> **EXERCISE TASKS**
**a)** Duplicate the passage of the WGBH podcast post starting at "As I scrape" and ending at "Public Broadcaster, NPR.".
**b)** Go on with the WGBH podcast post from the point where it stops.

> **SELECTED EXTRACT**
————————

# In Performance from WGBH Boston



## itywltmt (May 29, 2011)

As I scrape the drawer for _Once Upon the Internet _material, I thought I would share some music I downloaded from podcasts produced by WGBH in Boston, one of the flagship stations of the American Public Broadcaster, NPR.

The works on the playlist are from some of your favourite composers, and played by musicians based in the North-Eastern US and (in the case of Jonathan Crow, long-tome associate concertmaster of the Montreal Symphony and now concertmaster of the Toronto Symphony) Eastern Canada .

The *Beethoven *string quartet was part of a past _Tuesday Blog_, where I had only shared the link. Many of these podcasts have since been removed from the station's roster, so they are worthy of our "departed site" treatment in that sense... The *Brahms *horn trio falls loosely in our earlier look at "odd trios" of Brahms.

The *Chopin *polonaise and *Kreisler *"works in the stuyle" aren't heard as much, so for that reason, worth sharing.

As this is the last PTB of 2016, *Happy New Year*, and look for a new addition to our "content rotation" in the new year.

————————

> **Dataset rows showing where objects appear**
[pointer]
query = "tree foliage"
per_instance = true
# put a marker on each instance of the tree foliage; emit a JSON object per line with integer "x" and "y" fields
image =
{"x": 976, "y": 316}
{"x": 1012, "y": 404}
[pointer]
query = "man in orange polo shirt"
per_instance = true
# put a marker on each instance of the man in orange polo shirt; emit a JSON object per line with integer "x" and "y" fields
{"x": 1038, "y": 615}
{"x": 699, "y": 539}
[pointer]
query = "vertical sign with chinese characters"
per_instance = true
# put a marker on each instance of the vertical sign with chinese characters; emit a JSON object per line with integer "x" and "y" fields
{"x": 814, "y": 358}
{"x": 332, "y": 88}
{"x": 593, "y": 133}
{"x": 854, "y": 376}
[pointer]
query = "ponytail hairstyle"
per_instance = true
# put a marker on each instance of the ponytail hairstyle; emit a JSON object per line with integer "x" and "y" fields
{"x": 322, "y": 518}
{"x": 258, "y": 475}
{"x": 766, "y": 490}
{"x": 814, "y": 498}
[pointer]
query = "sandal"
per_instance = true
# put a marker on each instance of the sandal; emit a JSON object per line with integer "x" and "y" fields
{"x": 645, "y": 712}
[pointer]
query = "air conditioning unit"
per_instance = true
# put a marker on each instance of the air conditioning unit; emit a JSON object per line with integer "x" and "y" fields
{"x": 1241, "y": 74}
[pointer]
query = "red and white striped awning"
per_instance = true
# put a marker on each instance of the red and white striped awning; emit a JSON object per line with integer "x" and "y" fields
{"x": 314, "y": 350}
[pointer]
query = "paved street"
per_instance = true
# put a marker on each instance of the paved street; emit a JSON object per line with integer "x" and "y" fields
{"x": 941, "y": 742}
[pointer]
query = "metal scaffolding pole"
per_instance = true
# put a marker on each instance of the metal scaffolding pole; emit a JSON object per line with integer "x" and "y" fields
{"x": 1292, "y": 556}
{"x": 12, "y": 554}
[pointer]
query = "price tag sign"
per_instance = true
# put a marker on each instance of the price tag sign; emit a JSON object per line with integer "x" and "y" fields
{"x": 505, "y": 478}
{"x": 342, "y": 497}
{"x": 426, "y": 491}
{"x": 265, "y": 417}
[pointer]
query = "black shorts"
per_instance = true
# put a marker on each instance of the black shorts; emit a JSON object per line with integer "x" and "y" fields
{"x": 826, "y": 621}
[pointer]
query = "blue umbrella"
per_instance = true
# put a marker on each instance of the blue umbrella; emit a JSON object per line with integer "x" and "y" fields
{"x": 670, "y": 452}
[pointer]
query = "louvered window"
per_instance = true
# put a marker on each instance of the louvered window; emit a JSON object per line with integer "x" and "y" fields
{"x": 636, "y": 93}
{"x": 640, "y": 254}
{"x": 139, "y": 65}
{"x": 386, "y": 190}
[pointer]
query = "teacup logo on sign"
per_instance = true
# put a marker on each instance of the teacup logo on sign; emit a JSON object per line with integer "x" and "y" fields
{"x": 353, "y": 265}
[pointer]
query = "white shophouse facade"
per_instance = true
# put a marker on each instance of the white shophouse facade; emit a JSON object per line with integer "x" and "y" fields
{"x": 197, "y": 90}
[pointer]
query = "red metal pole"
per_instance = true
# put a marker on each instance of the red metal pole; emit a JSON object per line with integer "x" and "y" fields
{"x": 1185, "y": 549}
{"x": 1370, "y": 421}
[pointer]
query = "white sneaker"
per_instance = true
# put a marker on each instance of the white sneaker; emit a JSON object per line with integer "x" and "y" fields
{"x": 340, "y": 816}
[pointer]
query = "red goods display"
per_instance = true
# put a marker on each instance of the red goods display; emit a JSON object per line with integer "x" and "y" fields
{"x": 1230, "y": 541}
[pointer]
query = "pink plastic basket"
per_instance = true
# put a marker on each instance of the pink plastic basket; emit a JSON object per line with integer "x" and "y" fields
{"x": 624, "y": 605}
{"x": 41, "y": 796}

————————

> **ANSWERS GIVEN**
**a)**
As I scrape the drawer for _Once Upon the Internet _material, I thought I would share some music I downloaded from podcasts produced by WGBH in Boston, one of the flagship stations of the American Public Broadcaster, NPR.

**b)**
Enjoy!

*Ludwig van BEETHOVEN (1770-1827)*
String Quartet #3 in D major, op. 18, no.3
Harlem String Quartet

*Johannes BRAHMS (1833-1897)*
Trio for Horn, Violin and Piano in E-Flat Major, op. 40
William Purvis, horn
Jonathan Crow, violin
Mihae Lee, piano

*Frédéric CHOPIN (1810-1849)*
_Introduction and Polonaise_ in C Major, for cello and piano, op. 3
Bion Tsang, cello
Anton Nel, piano

*Fritz KREISLER (1875-1962)*
_Tempo di minuetto_ (in the style of Pugnani) [1910]
_Andantino _(in the style of Padre Martini) [1910]
Nikolaj Znaider, violin
Deborah DeWolf Emery, piano

Internet Archive URL - https://archive.org/details/01StringQuartet3InDMajorOp.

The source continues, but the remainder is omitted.